=== DATASET ENTRIES ===

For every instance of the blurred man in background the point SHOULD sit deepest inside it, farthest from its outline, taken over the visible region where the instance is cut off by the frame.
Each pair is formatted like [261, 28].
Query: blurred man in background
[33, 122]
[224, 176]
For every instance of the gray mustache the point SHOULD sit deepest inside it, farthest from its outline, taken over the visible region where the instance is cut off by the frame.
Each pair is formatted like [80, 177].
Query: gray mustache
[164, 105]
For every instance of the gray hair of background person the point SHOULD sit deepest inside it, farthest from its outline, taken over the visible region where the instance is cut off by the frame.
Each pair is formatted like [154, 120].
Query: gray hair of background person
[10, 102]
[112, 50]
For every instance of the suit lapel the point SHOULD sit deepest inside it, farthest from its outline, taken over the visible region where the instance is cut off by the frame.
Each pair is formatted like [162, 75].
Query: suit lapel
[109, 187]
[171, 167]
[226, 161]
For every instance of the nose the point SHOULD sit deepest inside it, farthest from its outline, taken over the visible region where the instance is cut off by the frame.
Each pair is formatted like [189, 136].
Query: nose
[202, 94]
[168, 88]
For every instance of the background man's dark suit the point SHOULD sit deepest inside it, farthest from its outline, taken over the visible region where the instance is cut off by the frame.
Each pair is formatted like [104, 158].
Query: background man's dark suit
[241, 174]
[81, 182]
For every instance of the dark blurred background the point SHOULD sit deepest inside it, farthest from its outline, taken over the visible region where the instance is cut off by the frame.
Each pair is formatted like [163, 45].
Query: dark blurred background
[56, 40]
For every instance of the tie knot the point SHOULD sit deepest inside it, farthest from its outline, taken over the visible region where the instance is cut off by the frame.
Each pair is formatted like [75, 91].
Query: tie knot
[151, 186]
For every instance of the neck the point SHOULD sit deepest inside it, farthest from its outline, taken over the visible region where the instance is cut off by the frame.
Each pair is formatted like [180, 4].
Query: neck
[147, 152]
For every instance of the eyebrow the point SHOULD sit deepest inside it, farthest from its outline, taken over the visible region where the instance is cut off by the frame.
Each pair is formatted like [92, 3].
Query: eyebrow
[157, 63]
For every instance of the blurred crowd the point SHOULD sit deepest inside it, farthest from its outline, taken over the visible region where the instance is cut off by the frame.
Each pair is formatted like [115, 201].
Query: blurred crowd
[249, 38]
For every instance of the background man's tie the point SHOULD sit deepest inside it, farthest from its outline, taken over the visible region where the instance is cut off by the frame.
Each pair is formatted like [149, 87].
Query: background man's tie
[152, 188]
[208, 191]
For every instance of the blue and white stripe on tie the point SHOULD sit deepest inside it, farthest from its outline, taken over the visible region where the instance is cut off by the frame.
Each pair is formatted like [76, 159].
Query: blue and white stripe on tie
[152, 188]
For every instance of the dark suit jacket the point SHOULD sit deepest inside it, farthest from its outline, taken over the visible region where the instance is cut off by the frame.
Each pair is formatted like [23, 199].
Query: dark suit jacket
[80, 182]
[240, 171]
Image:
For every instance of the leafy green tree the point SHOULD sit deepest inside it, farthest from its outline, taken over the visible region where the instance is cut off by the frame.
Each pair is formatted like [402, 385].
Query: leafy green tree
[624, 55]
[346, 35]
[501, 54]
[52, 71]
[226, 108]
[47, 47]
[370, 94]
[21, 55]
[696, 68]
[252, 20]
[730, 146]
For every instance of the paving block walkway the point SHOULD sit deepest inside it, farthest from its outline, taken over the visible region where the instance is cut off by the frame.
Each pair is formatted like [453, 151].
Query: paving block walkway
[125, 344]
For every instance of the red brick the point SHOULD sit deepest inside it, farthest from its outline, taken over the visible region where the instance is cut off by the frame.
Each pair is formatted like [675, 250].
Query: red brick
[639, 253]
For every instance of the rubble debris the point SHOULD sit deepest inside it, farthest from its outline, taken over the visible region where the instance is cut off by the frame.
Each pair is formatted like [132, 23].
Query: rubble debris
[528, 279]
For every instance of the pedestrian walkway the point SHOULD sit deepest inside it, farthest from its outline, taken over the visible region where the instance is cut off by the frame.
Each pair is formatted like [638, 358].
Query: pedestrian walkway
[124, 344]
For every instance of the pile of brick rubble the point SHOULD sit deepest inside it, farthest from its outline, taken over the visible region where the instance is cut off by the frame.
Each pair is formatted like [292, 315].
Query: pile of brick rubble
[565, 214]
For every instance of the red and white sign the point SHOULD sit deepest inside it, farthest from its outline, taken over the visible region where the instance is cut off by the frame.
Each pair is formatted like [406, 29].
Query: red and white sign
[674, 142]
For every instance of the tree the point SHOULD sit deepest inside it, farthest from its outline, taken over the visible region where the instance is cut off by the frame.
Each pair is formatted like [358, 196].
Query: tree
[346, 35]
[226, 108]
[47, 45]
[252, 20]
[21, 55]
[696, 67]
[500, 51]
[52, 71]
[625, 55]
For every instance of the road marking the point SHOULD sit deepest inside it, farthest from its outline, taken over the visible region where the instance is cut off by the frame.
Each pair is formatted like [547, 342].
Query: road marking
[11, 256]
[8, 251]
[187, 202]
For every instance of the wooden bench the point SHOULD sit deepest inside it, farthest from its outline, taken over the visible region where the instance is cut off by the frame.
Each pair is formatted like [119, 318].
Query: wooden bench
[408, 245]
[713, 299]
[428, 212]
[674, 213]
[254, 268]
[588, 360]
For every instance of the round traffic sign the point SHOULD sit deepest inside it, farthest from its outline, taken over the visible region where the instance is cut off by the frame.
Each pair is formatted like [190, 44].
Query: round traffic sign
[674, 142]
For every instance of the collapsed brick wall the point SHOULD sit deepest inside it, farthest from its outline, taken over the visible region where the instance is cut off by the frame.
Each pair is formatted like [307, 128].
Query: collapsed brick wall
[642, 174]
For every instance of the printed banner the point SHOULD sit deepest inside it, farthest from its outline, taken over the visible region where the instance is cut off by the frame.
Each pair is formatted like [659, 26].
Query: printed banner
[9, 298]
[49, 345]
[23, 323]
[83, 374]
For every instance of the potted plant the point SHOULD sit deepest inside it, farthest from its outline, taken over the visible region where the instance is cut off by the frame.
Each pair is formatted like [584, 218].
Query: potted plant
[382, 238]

===

* **WHAT YOU ARE ASKED TO DO**
Please repeat the material above, word for word and in full.

* **TASK OUTPUT**
For every instance of the blurred man in background the point SHOULD sit deepest inside it, farthest from its outline, taken over the visible region where the instance is cut off by the frame.
Each pair is formatted like [261, 28].
Query: blurred man in background
[33, 122]
[224, 176]
For every instance of the gray mustache the point SHOULD sit deepest inside it, farthest from its outline, taken over the visible region where the instance is cut off by the frame.
Each pair is formatted like [80, 177].
Query: gray mustache
[164, 105]
For every instance of the gray hair of background person the point SHOULD sit deepest inside it, farthest from its outline, taken over the visible region where the instance is cut off by the frame.
Each pair is formatted like [154, 120].
Query: gray hair of background person
[10, 102]
[112, 50]
For every instance of the suit lapel the point SHOULD sit deepest inside it, farthest from its outline, taken over the visible region where the instance is cut off by the frame.
Each pair is formatted like [162, 75].
Query: suit lapel
[109, 187]
[171, 167]
[226, 161]
For every instance of the nose the point SHOULD sit deepest inside it, farthest from its outline, taken over the visible region where the instance is cut off by the frame.
Each pair is formatted like [189, 136].
Query: nose
[202, 94]
[168, 88]
For every instance of the background man's dark suit the point SHOULD sit deepest inside it, farthest from its outline, taken over the visible region where the instance is cut off by the frame.
Each pair is formatted like [104, 158].
Query: background man's dark suit
[241, 174]
[81, 182]
For every instance of the dark blurred background the point SHOULD sit deepest inside it, farthest from its outline, taken over the visible region where the instance is cut off by the frame.
Each pair is formatted like [163, 45].
Query: dark blurred background
[56, 40]
For every instance of the tie knot the point SHOULD sit deepest inside it, farthest from its outline, taken over the visible region where the instance is cut off by the frame.
Each pair is formatted like [75, 91].
Query: tie knot
[151, 186]
For every instance of the neck the point SHOULD sit deepest inside it, farthest from its outline, taken over the visible region where the instance is cut off by the frame.
Each pair is formatted like [180, 4].
Query: neck
[147, 152]
For every instance of the eyebrow the point SHOULD sit deepest inside it, farthest from its outline, taken over the visible region where the instance is cut off by the frame.
Each pair is formatted like [92, 3].
Query: eyebrow
[157, 63]
For every instance of the blurred crowd the point SHOULD sit deepest inside it, farthest from its outline, taken over the visible region where the instance is cut off by the frame.
Each pair is formatted like [115, 201].
Query: blurred crowd
[249, 38]
For every instance of the background man's tie the point SHOULD sit deepest inside it, farthest from its outline, taken over the visible region where the instance is cut off by the frame.
Each pair is formatted like [149, 87].
Query: background man's tie
[152, 188]
[208, 191]
For every instance of the blue and white stripe on tie the point SHOULD sit deepest inside it, farthest from its outline, taken over the visible region where the instance is cut off by the frame.
Each pair is formatted like [76, 159].
Query: blue and white stripe on tie
[152, 188]
For every instance of the dark suit jacket the point SHOULD sit deepest inside it, farthest from its outline, taken over the visible region where the instance is cut off by the frame.
Each pair is formatted like [23, 199].
Query: dark suit jacket
[80, 182]
[240, 171]
Image:
For every instance of the leafy green tree the point SHOULD sit deepest inside it, farthest from its outline, taken over the visible region where the instance is cut off by the frame.
Each pair is formatted like [402, 385].
Query: leafy green tree
[624, 55]
[346, 35]
[501, 54]
[52, 71]
[226, 108]
[47, 47]
[370, 94]
[21, 55]
[696, 68]
[252, 20]
[730, 146]
For every instance of the paving block walkway the point SHOULD sit deepest inside it, farthest from its outline, taken over the visible region where the instance is cut off by the frame.
Each pair is formatted like [453, 151].
Query: paving block walkway
[125, 344]
For every instance of the red brick the point SHOULD sit deepest inside it, farthest from its outline, taken over the visible region where the instance is cut off by the frame.
Each pair is formatted like [675, 250].
Query: red brick
[639, 253]
For every instance of the rubble debris the point SHOULD sit deepest inside it, farthest from its outline, taken over the visible region where the instance is cut off by the frame.
Each pair is formatted like [132, 23].
Query: rubble debris
[528, 279]
For every instance of the pedestrian walkway the point SHOULD sit deepest inside it, farthest from its outline, taken over the visible region where the instance is cut off by the frame.
Each pair is formatted like [638, 358].
Query: pedestrian walkway
[124, 344]
For every instance of the pile of brick rubble the point SHOULD sit deepest inside it, farthest from its outline, taken over the visible region where the instance is cut off by the frame.
Each pair is formatted like [292, 315].
Query: pile of brick rubble
[565, 214]
For every instance of the red and white sign the point SHOULD sit deepest inside it, farthest from its outline, taken over the visible region where the instance is cut off by the frame.
Each pair is formatted like [406, 29].
Query: red and white sign
[674, 142]
For every instance of the tree the point SHOULD sit deepest inside it, farthest from its outline, taken over the visible region where the instance is cut off by the frame.
Each pair is formatted like [358, 196].
Query: tree
[346, 35]
[226, 108]
[47, 45]
[252, 20]
[21, 55]
[696, 67]
[500, 51]
[52, 71]
[625, 55]
For every instance of the road marking the point SHOULD sit deepest inside it, farthest from its outline, taken over the visible region where the instance is cut off by the frame.
Each pair is formatted like [547, 342].
Query: road marking
[11, 256]
[8, 251]
[187, 202]
For every instance of the wooden bench the point SHOULD sit deepest inside it, farthest from its outline, taken over the visible region where the instance is cut off by the frame.
Each pair is formatted like [119, 318].
Query: wooden bench
[408, 245]
[713, 299]
[428, 212]
[674, 213]
[254, 268]
[588, 360]
For every instance of the round traffic sign the point SHOULD sit deepest inside it, farthest from its outline, taken over the visible region where the instance is cut off by the frame.
Each pair is formatted like [190, 44].
Query: round traffic sign
[674, 142]
For every instance of the collapsed brick wall the point SHOULD sit deepest inside it, farthest from its outline, taken over the visible region where the instance is cut off by the frame.
Each pair is formatted like [307, 128].
Query: collapsed brick wall
[642, 174]
For every instance of the printed banner the point SHOULD sit deepest inside it, farthest from its outline, taken over the visible region where the instance is cut off by the frame.
Each pair is formatted like [659, 26].
Query: printed banner
[9, 298]
[49, 345]
[23, 323]
[83, 374]
For every instance of the potted plant the point SHOULD sit deepest inside it, farthest from its outline, taken over the visible region where the instance is cut off by the frame.
Each pair is formatted like [584, 218].
Query: potted plant
[382, 238]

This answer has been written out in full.